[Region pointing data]
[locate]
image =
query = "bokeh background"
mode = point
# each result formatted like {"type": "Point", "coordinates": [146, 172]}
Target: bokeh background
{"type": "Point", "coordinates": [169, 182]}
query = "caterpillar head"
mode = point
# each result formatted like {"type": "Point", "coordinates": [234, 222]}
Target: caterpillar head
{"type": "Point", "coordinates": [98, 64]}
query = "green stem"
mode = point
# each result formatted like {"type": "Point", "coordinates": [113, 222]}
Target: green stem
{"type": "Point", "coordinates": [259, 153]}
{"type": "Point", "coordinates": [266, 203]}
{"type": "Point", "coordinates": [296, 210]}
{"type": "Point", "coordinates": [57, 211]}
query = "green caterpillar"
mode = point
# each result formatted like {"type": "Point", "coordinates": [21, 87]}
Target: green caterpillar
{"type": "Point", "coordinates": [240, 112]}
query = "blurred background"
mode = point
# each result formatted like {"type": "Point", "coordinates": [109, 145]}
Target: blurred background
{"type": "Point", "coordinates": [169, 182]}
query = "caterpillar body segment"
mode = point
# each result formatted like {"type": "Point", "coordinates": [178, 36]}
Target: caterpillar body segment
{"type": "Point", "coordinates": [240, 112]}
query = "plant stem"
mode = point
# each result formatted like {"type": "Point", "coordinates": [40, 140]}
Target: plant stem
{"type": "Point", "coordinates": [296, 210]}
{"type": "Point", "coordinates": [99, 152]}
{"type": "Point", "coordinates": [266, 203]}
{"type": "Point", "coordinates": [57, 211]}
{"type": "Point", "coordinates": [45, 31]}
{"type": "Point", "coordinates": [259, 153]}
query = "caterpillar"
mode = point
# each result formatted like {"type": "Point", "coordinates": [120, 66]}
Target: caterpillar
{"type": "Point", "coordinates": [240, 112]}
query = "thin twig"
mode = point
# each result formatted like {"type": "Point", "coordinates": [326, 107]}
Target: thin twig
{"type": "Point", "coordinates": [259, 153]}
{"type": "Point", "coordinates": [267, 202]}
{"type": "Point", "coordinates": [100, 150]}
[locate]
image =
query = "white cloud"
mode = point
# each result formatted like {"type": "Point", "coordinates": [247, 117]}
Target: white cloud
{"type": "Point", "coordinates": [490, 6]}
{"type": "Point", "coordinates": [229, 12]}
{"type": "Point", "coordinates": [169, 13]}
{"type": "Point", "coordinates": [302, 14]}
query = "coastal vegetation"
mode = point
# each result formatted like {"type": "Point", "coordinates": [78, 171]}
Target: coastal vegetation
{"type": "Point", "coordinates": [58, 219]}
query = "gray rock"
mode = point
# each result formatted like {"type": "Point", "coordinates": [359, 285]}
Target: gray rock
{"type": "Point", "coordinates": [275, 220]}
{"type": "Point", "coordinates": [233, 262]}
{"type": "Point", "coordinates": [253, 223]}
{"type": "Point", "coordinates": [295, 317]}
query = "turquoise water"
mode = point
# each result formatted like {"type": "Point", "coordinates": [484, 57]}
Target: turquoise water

**Assignment**
Each record needs to be duplicated exactly as given.

**Solution for this exercise**
[locate]
image =
query = "bokeh background"
mode = point
# each result formatted like {"type": "Point", "coordinates": [146, 172]}
Target: bokeh background
{"type": "Point", "coordinates": [169, 182]}
query = "caterpillar head"
mode = point
# each result formatted like {"type": "Point", "coordinates": [234, 222]}
Target: caterpillar head
{"type": "Point", "coordinates": [98, 64]}
query = "green stem"
mode = point
# each result formatted like {"type": "Point", "coordinates": [113, 222]}
Target: green stem
{"type": "Point", "coordinates": [259, 153]}
{"type": "Point", "coordinates": [266, 203]}
{"type": "Point", "coordinates": [296, 210]}
{"type": "Point", "coordinates": [57, 211]}
query = "green caterpillar"
mode = point
# each result formatted like {"type": "Point", "coordinates": [21, 87]}
Target: green caterpillar
{"type": "Point", "coordinates": [240, 112]}
query = "blurred background"
mode = point
# each result formatted like {"type": "Point", "coordinates": [109, 145]}
Target: blurred background
{"type": "Point", "coordinates": [169, 182]}
query = "caterpillar body segment"
mode = point
# each result formatted like {"type": "Point", "coordinates": [178, 36]}
Target: caterpillar body segment
{"type": "Point", "coordinates": [240, 112]}
query = "plant stem"
mode = point
# each result formatted like {"type": "Point", "coordinates": [40, 140]}
Target: plant stem
{"type": "Point", "coordinates": [296, 210]}
{"type": "Point", "coordinates": [99, 152]}
{"type": "Point", "coordinates": [266, 203]}
{"type": "Point", "coordinates": [57, 211]}
{"type": "Point", "coordinates": [45, 31]}
{"type": "Point", "coordinates": [259, 153]}
query = "caterpillar"
mode = point
# each result formatted like {"type": "Point", "coordinates": [120, 66]}
Target: caterpillar
{"type": "Point", "coordinates": [240, 112]}
query = "thin twig"
mode = point
# each result formatted like {"type": "Point", "coordinates": [326, 107]}
Target: thin twig
{"type": "Point", "coordinates": [259, 153]}
{"type": "Point", "coordinates": [267, 202]}
{"type": "Point", "coordinates": [100, 150]}
[locate]
image =
query = "white cloud"
mode = point
# each result formatted like {"type": "Point", "coordinates": [247, 117]}
Target: white cloud
{"type": "Point", "coordinates": [490, 6]}
{"type": "Point", "coordinates": [229, 12]}
{"type": "Point", "coordinates": [169, 13]}
{"type": "Point", "coordinates": [302, 14]}
query = "coastal vegetation"
mode = point
# each result formatted like {"type": "Point", "coordinates": [78, 171]}
Target: coastal vegetation
{"type": "Point", "coordinates": [58, 219]}
query = "gray rock"
mode = point
# each result formatted like {"type": "Point", "coordinates": [359, 285]}
Target: gray rock
{"type": "Point", "coordinates": [275, 220]}
{"type": "Point", "coordinates": [233, 262]}
{"type": "Point", "coordinates": [253, 223]}
{"type": "Point", "coordinates": [295, 317]}
query = "turquoise water"
mode = point
# each result formatted like {"type": "Point", "coordinates": [484, 57]}
Target: turquoise water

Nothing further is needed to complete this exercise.